§ Work to be completed
Copy out the full article on the gold pendant bearing Odin's name word for word, without changing anything.

§ Document section
A gold pendant recently unearthed in Denmark bears the earliest known inscription featuring the Norse god Odin.
Archaeologists think the pendant — which is technically known as a bracteate and made of thin, stamped gold — dates to the fifth century A.D., making it 150 years older than the previous oldest known artifact mentioning Norse mythology.
"It is the first time in the history of the world that Odin's name was mentioned," Lisbeth Imer, a runologist and writing expert at the National Museum of Denmark, told Live Science. "This means that Norse mythology can now be dated all the way back to the early fifth century."
The inscription, in letters called runes, says, "He is Odin's man" and the name "Jaga" or "Jagaz" in an early form of the Norse language. It is thought to refer to its owner, an Iron Age chieftain or king, who may have claimed the god as an ancestor.
"I think that the wording refers to the central motif depicting a man with a horse, portraying the local magnate or king, who presents himself a descendant of the king of gods and the god of kings, Odin," Imer said. "We have other literary evidence that the kings liked to present themselves as descendants of gods."
Imer and her colleague, linguist Krister Vasshus, spent more than a year deciphering the runic inscription on the bracteate, which was part of a stunning gold hoard unearthed in Jutland, Denmark, in 2021. The trove contained almost 2.2 pounds (1 kilogram) of gold and is now known as the "Vindelev hoard" after a nearby town.

§ Stored data
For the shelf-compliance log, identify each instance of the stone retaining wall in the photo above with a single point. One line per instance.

§ Result
A gold pendant recently unearthed in Denmark bears the earliest known inscription featuring the Norse god Odin.
Archaeologists think the pendant — which is technically known as a bracteate and made of thin, stamped gold — dates to the fifth century A.D., making it 150 years older than the previous oldest known artifact mentioning Norse mythology.
"It is the first time in the history of the world that Odin's name was mentioned," Lisbeth Imer, a runologist and writing expert at the National Museum of Denmark, told Live Science. "This means that Norse mythology can now be dated all the way back to the early fifth century."
The inscription, in letters called runes, says, "He is Odin's man" and the name "Jaga" or "Jagaz" in an early form of the Norse language. It is thought to refer to its owner, an Iron Age chieftain or king, who may have claimed the god as an ancestor.
"I think that the wording refers to the central motif depicting a man with a horse, portraying the local magnate or king, who presents himself a descendant of the king of gods and the god of kings, Odin," Imer said. "We have other literary evidence that the kings liked to present themselves as descendants of gods."
Imer and her colleague, linguist Krister Vasshus, spent more than a year deciphering the runic inscription on the bracteate, which was part of a stunning gold hoard unearthed in Jutland, Denmark, in 2021. The trove contained almost 2.2 pounds (1 kilogram) of gold and is now known as the "Vindelev hoard" after a nearby town.